▶ **Quoted passage**
···

Bonding is a fashionable term today. In many hospitals special time is devoted for bonding, and there must be few midwives and obstetricians who would not claim that they consider bonding important. But everything that happens after delivery is the outcome of what has gone before. Bonding is cither spontaneous and easy, or made virtually impossible by the atmosphere at delivery and by the care a woman is given as a person, not merely a "para 1," an elderly primigrvida, a maternal pelvis, a contracting uterus, or a dilating cervix.
The way we give birth is important to all of us because it has a great deal to do with the kind of society we want to live in, the significance of the coming to birth of a new person and a new family.
When we hand over responsibility for choosing between alternatives on the basis of what we believe to be right, we hand over responsibility for the quality of the society we, and our children, must live in.

···

▶ **Provided material**

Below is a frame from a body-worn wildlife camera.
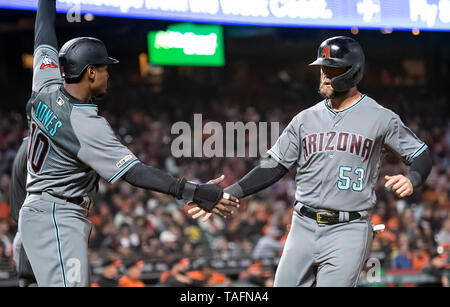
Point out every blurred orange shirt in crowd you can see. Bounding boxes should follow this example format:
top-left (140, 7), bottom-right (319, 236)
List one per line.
top-left (119, 276), bottom-right (145, 287)
top-left (410, 251), bottom-right (430, 270)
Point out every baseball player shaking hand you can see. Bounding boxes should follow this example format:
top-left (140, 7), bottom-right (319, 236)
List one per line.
top-left (190, 36), bottom-right (431, 286)
top-left (19, 0), bottom-right (238, 286)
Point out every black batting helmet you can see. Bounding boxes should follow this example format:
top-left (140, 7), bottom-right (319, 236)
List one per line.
top-left (309, 36), bottom-right (364, 92)
top-left (58, 37), bottom-right (119, 79)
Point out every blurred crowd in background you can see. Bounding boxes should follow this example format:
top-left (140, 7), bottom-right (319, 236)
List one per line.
top-left (0, 47), bottom-right (450, 286)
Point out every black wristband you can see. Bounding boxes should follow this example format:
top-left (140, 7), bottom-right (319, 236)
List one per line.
top-left (194, 184), bottom-right (223, 212)
top-left (181, 179), bottom-right (198, 201)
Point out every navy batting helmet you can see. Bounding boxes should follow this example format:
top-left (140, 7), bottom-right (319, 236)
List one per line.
top-left (59, 37), bottom-right (119, 79)
top-left (309, 36), bottom-right (364, 92)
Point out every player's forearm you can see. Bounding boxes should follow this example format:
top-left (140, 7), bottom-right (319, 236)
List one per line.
top-left (406, 149), bottom-right (432, 188)
top-left (123, 163), bottom-right (223, 211)
top-left (123, 163), bottom-right (184, 198)
top-left (34, 0), bottom-right (58, 49)
top-left (224, 159), bottom-right (288, 198)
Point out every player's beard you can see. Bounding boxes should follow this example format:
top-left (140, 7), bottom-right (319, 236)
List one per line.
top-left (318, 81), bottom-right (348, 99)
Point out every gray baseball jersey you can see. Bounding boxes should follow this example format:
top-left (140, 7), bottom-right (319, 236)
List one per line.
top-left (27, 45), bottom-right (139, 198)
top-left (19, 45), bottom-right (139, 286)
top-left (268, 95), bottom-right (427, 211)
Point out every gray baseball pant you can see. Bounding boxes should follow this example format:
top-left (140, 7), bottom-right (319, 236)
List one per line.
top-left (19, 193), bottom-right (92, 287)
top-left (274, 204), bottom-right (373, 287)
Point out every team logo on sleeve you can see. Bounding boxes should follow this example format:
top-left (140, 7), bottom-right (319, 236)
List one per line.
top-left (116, 155), bottom-right (132, 168)
top-left (40, 56), bottom-right (58, 69)
top-left (56, 97), bottom-right (64, 106)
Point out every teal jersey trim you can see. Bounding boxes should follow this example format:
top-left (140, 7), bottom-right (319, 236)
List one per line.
top-left (268, 149), bottom-right (283, 161)
top-left (411, 143), bottom-right (428, 159)
top-left (108, 158), bottom-right (139, 184)
top-left (353, 221), bottom-right (370, 287)
top-left (324, 94), bottom-right (366, 115)
top-left (52, 203), bottom-right (67, 287)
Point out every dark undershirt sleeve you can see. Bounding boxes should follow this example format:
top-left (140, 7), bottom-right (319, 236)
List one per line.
top-left (406, 149), bottom-right (432, 188)
top-left (224, 159), bottom-right (288, 198)
top-left (122, 163), bottom-right (184, 199)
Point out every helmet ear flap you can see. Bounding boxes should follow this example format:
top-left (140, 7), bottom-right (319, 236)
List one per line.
top-left (331, 64), bottom-right (363, 92)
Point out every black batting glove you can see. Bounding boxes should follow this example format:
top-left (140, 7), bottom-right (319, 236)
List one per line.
top-left (181, 181), bottom-right (223, 212)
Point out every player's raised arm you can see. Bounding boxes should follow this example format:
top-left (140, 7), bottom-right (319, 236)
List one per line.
top-left (32, 0), bottom-right (61, 92)
top-left (384, 114), bottom-right (432, 197)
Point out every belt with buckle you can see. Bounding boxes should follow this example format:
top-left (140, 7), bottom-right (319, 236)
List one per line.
top-left (300, 206), bottom-right (361, 225)
top-left (30, 192), bottom-right (92, 210)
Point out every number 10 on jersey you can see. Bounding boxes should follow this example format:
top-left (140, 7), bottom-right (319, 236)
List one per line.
top-left (337, 166), bottom-right (364, 192)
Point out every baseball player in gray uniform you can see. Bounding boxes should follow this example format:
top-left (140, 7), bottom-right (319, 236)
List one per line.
top-left (189, 36), bottom-right (431, 286)
top-left (19, 0), bottom-right (237, 286)
top-left (9, 98), bottom-right (37, 287)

···

▶ **Exercise instructions**
1. According to the passage on bonding, what do many hospitals devote special time to?
2. In the passage on bonding, rewrite the part from "Bonding is a" to "a new family.", substituting "clinics" for "hospitals".
The entries were taken from a separate source.

▶ **Task answers**
1. Many hospitals devote special time to bonding.

2.
Bonding is a fashionable term today. In many clinics special time is devoted for bonding, and there must be few midwives and obstetricians who would not claim that they consider bonding important. But everything that happens after delivery is the outcome of what has gone before. Bonding is cither spontaneous and easy, or made virtually impossible by the atmosphere at delivery and by the care a woman is given as a person, not merely a "para 1," an elderly primigrvida, a maternal pelvis, a contracting uterus, or a dilating cervix.
The way we give birth is important to all of us because it has a great deal to do with the kind of society we want to live in, the significance of the coming to birth of a new person and a new family.